I remonstrated. “I’m a non-combatant,
sir.”
“I cannot help that. You
are here and you have seen this place, and I must
send you to Pretoria, whence, if the authorities are
satisfied that you are a genuine non-combatant, you
may be sent to Delagoa Bay. It was very foolish
of you to come here.”
I explained that I had come in ignorance,
not knowing where my guide would lead me; that I had
come to look for a wounded man, and under the protection
of a flag of truce; that the whole thing was an unfortunate
accident, and that he should treat it as such.
Much to my surprise he seemed to waver.
“If I were to let you go” and
he looked at me sideways “would you
undertake to give no information?”
I suggested that the question was
an unfair one. “You know how you would
answer it yourself, sir.”
“Yes” (he was melting),
“we are honourable also, and to our own side
first of all. I have spoken of you with the doctor,”
he said, looking at me kindly for the first time,
“and I shall let you go. By rights you
ought to go to Pretoria. Of course your general
may come and attack us here, and your information
will be useful, but we are strong enough for all the
English. Bring his horse,” he shouted to
someone standing by, and to me, “You may go.
No, you may not!” he added sharply; and then,
with a smile, “not until you have had a cup of
coffee.”
Upon this civility we parted, but
it was not until I had rejoined my anxious friends
with the ambulance that I began to suspect Commandant
Cronje of a piece of pleasantry. Major Pollock,
it appeared, had interceded on my behalf so effectually
that my fate had been decided and my safe return promised
long before I had met the Commandant. He afterwards
entertained himself by playing upon my anxiety, which,
I have no doubt, was apparent enough.
But now the ambulance was slowly returning
from the place whither it had been sent to receive
the dead bodies. A place for the grave was chosen
where a thorn tree spread shadows on the ground.
There were stony hills all round, encircling a wide
and green basin just within the Boer lines, and it
was beside one of these that the grave was dug.
The ground was very hard and the labour severe; it
was at least two hours before the fatigue-party, working
in short shifts, had excavated a resting-place for
the two bodies. While they were working the Boers
gathered round us to the number of a couple of hundred.
##############################
## STATED GOAL A
Copy everything in the account of the meeting with Commandant Cronje from "There were stony" down to "couple of hundred.".
## STATED GOAL B
Condense the paragraph of the Commandant Cronje account that begins "Upon this civility we parted" into a shorter version that keeps its main facts.
## STATED GOAL C
Carry on the account of the burial near the Boer lines, starting right after its final sentence.

Location identification entries:
##############################
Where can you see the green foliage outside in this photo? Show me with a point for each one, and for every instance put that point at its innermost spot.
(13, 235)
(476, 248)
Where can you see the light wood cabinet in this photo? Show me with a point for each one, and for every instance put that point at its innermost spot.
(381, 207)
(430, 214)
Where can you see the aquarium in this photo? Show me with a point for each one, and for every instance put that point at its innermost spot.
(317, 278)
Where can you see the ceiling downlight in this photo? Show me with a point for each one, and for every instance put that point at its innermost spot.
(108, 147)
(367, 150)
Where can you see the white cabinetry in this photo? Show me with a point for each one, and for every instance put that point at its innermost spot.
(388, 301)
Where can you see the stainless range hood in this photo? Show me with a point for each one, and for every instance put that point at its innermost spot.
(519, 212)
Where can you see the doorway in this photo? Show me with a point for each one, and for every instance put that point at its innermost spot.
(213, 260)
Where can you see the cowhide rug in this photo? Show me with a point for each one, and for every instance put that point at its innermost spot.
##############################
## EXERCISE RESULT A
There were stony hills all round, encircling a wide
and green basin just within the Boer lines, and it
was beside one of these that the grave was dug.
The ground was very hard and the labour severe; it
was at least two hours before the fatigue-party, working
in short shifts, had excavated a resting-place for
the two bodies. While they were working the Boers
gathered round us to the number of a couple of hundred.

## EXERCISE RESULT B
After parting from the Commandant and rejoining anxious friends with the ambulance, the narrator began to suspect Commandant Cronje had been joking. Major Pollock had interceded so effectively that the narrator's safe return had been promised before the meeting with the Commandant even took place. The Commandant had then amused himself by playing on the narrator's obvious anxiety.

## EXERCISE RESULT C
They were very silent, eyeing us with an absorbed
interest that embraced every article of our equipment.
Men of the humblest peasant class, poorly in
many respects wretchedly clad, they presented,
in their ragged and shabby apparel, a sharp contrast
to our Yeomanry soldiers, who seemed, by comparison,
trim and well cared for. The Boers wore their
ordinary clothes, which were relieved by only one
military touch the bandolier. This
was generally of home manufacture, and in many cases
was a touching and significant document of affection.
“Thought flies best when the hands are easily
busy”; ah, how many thoughts and fears had been
worked into those bandoliers when busy fingers wrought
them in the far-away farmhouse! In some of them,
I thought, portraits of the makers were to be discovered.
Fancy stitches and cunning invention which provided
for thrice the usual number of cartridges told one
tale; flannel paddings which sought to make of the
military appointment a winter garment told another.
The Boers, I suppose, envied us our serge and whipcord,
but to examine their homely makeshifts was to realise
that even the art of Stohwasser may leave something
to be desired. Although they eyed us diligently
they had now fallen strangely silent; they offered
us little conversation, but spoke freely in low tones
amongst themselves; they replied to our questions
with a brief civility that did not encourage any very
brisk intercourse. We soon gave up the attempt
and lay down under the shade of the ambulance in our
sheltered hollow, listening to the wind singing in
the thin vegetation of the hill above us.
The sound of picks ceased at last,
and an orderly came to report that the grave was ready.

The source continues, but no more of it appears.